Why are kids gluing themselves to the street and crying in agony because they think they’re going to die in ten years?

Social media didn’t do that. The government did when it set out to use children against parents as a way to push through policy.

And who made it too dangerous for children to play outside on the streets like they used to when the UK (and Australia, for that matter) was a high-trust, well-integrated, moral, and largely cohesive society? That would be the government again, when they thought power could be secured through the creation of a dependent welfare class.

Attacking social media is what the left want, and for some reason both the Tories and our Australian conservatives are too blinkered to see beyond the shallow propaganda.

When did the government care about your children? When they were locking them out of school for the best part of a year, causing life-long emotional, social, and learning difficulties? Or when they forced them to be part of the Covid vaccine trials when they had less chance of being harmed by the virus than the common cold…

The government certainly had a good go at turning children into good little state snitches.

Material provided:
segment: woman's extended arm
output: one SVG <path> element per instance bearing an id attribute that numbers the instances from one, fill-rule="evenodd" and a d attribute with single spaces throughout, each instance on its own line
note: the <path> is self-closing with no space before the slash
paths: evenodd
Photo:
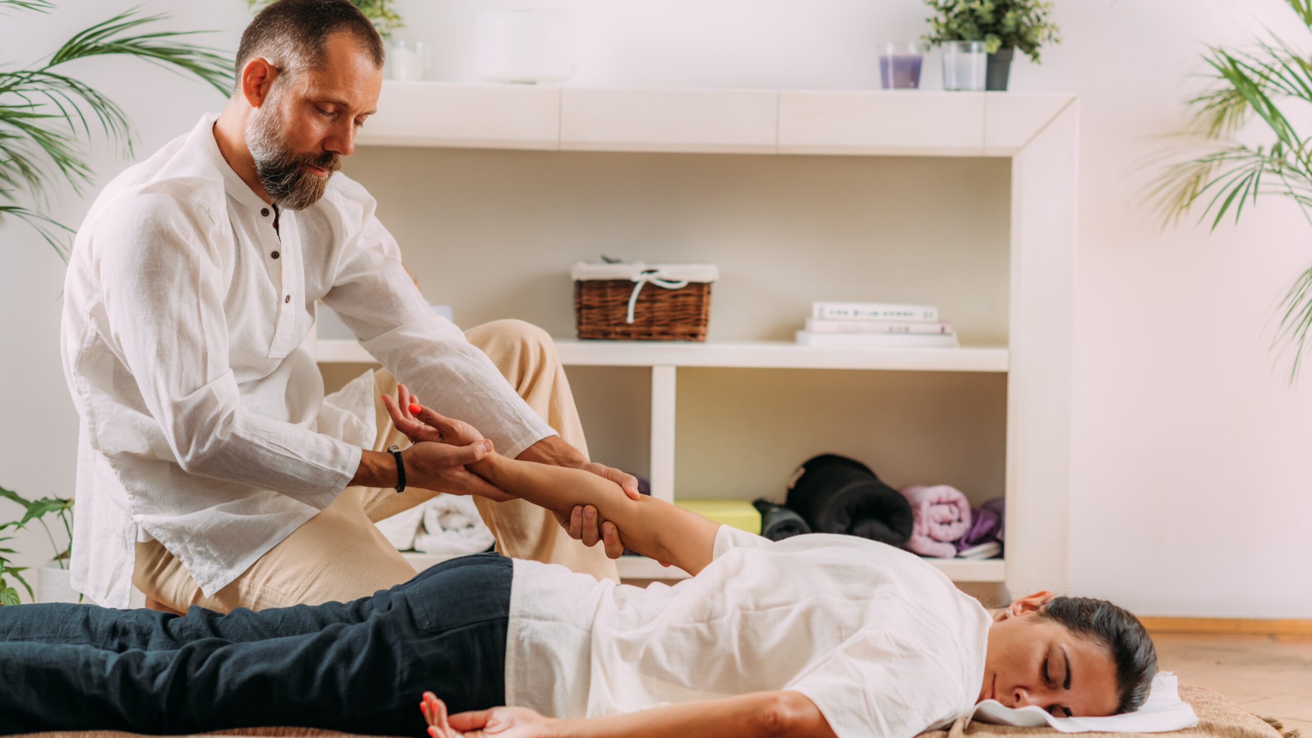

Tasks to carry out:
1 - Condense the paragraph of the commentary that begins "And who made it too dangerous" into a single sentence, keeping its main claims.
2 - Carry the commentary forward from its final sentence, keeping its argument and tone.

Responses by task:
1 - The government made it too dangerous for children to play outside on the streets as they once did, when the UK and Australia were high-trust, well-integrated, moral and largely cohesive societies, because it believed power could be secured by creating a dependent welfare class.

2 -
These governments have dumbed down the education of our children to make teacher unions feel better about declining standards. They encourage children to indenture themselves to the university sector while importing foreigners to take their jobs before they graduate. They are creating the societal conditions where these kids won’t be able to find a home or afford children of their own.

And still people believe that the government cares so deeply about children that they are banning social media while ignoring that social media is how children communicate with each other in an increasingly dangerous and lonely world.

The failures of the UK government are the failures of Australian Parliament.

As far as I can tell, the Tories, Labour, Labor, and Coalition are all copying notes off each other and then dressing this plagiarism up as unity.

Others say the entity the writing the policy notes is the United Nations or the World Economic Forum. There is some truth in that. They have become unofficial think-tanks.

Our politicians stopped having original ideas a long time ago and instead look to a higher power for inspiration, in this case, global bureaucracies infested with corporate leaders trying to see how much public money they can capture with promises to solve problems that only exist because of the previous solution.

Let’s remember, Digital ID is not a political policy, it is a serious business proposal for ongoing contracts that, once established, will be very difficult to stop.

How much money is being made by these technological pursuits, of which there are many? How many tech lobbyists lurk around the cafes in the halls of power, trying to ensnare political leaders with the next election distraction?

Very few of these technological advancements start in the mind of a politician. Almost all are planted there by someone with a product ready to go. Whether it comes second-hand from a bureaucracy or directly in the coffee-line, it’s still a worry.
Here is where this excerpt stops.